■ What this task involves
Lines from the one containing "of the altar" through the end of the data are to be returned exactly, and no others.

■ Record extracts
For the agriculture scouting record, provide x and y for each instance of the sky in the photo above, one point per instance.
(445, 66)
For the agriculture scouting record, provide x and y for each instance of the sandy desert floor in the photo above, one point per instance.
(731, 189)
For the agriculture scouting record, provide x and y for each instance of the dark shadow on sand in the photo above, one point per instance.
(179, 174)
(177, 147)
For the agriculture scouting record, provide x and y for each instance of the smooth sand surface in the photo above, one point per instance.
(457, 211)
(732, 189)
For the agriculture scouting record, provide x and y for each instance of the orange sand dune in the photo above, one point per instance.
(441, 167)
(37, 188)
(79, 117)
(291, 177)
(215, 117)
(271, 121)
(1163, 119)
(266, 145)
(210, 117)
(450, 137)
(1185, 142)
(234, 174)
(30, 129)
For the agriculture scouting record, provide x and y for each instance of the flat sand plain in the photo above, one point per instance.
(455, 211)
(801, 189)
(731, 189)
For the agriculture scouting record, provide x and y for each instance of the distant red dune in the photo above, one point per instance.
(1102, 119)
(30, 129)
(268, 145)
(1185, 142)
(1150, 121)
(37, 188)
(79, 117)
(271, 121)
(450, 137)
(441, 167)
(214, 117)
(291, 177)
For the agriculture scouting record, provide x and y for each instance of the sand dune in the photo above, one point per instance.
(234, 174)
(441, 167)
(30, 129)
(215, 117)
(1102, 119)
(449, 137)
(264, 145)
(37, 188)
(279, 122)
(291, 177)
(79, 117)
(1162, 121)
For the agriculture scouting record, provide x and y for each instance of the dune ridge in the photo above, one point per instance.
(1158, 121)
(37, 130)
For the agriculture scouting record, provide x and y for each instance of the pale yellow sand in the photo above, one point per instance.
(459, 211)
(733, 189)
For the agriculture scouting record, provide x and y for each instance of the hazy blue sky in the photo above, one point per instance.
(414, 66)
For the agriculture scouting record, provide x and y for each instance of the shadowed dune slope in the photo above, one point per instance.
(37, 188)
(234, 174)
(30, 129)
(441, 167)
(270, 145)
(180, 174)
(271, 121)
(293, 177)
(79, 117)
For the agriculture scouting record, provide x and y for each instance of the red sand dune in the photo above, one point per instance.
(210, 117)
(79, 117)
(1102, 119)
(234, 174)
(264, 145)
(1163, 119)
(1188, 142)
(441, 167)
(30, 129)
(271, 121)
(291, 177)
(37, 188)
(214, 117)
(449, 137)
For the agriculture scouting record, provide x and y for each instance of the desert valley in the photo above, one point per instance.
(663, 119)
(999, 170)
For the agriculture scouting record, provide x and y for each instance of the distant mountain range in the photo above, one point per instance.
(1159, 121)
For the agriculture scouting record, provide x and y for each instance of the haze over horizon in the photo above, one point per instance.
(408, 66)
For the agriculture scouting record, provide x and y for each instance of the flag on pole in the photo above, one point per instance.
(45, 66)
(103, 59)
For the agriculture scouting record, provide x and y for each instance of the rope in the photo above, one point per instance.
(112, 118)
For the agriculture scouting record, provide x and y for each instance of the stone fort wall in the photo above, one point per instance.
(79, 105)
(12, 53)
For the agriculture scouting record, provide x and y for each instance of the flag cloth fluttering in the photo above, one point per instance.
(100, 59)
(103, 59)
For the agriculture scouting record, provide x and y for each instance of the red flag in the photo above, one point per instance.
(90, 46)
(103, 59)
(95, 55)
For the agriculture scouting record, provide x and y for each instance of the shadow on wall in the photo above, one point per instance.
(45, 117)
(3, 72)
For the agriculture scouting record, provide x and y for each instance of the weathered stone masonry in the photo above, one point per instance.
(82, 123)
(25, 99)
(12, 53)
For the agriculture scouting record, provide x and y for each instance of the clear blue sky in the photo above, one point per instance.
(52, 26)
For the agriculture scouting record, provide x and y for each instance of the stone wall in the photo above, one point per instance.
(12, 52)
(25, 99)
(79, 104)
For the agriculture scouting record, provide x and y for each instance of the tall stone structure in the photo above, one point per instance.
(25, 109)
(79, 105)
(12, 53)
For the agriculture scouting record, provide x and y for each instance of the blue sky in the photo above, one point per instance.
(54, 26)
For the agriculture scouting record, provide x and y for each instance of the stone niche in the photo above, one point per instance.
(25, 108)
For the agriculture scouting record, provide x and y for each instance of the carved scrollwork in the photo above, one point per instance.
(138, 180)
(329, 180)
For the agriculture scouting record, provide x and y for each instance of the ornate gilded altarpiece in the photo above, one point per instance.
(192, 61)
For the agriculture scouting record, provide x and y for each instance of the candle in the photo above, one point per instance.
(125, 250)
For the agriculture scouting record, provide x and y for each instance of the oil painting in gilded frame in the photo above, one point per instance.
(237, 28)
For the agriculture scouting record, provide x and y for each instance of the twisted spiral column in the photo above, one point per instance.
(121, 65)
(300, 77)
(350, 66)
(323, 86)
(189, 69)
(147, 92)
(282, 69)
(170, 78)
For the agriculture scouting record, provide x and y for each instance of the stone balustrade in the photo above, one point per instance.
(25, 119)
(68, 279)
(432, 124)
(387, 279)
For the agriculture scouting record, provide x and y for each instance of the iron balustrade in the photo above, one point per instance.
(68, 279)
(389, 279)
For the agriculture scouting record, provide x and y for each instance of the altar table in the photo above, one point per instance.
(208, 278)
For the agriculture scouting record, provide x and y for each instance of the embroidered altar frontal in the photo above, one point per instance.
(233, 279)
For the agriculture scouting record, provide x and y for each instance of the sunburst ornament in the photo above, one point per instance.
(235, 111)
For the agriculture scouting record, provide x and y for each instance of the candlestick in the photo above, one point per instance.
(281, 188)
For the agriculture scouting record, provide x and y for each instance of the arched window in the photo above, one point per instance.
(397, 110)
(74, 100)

■ Solution to this problem
For the agriculture scouting record, provide x and y for each instance of the altar table in the photo above, one point per instance.
(208, 278)
For the agriculture scouting record, provide x and y for each instance of the embroidered altar frontal in the photo above, one point per instance.
(233, 279)
For the agriculture scouting record, provide x and y for each instance of the sunburst ornament in the photo above, one point per instance.
(235, 111)
For the agriculture scouting record, provide x and y for each instance of the candlestick in the photo above, one point per instance.
(281, 188)
For the agriculture scouting record, provide x and y for each instance of the arched window in the photo above, one point per instance.
(397, 110)
(74, 100)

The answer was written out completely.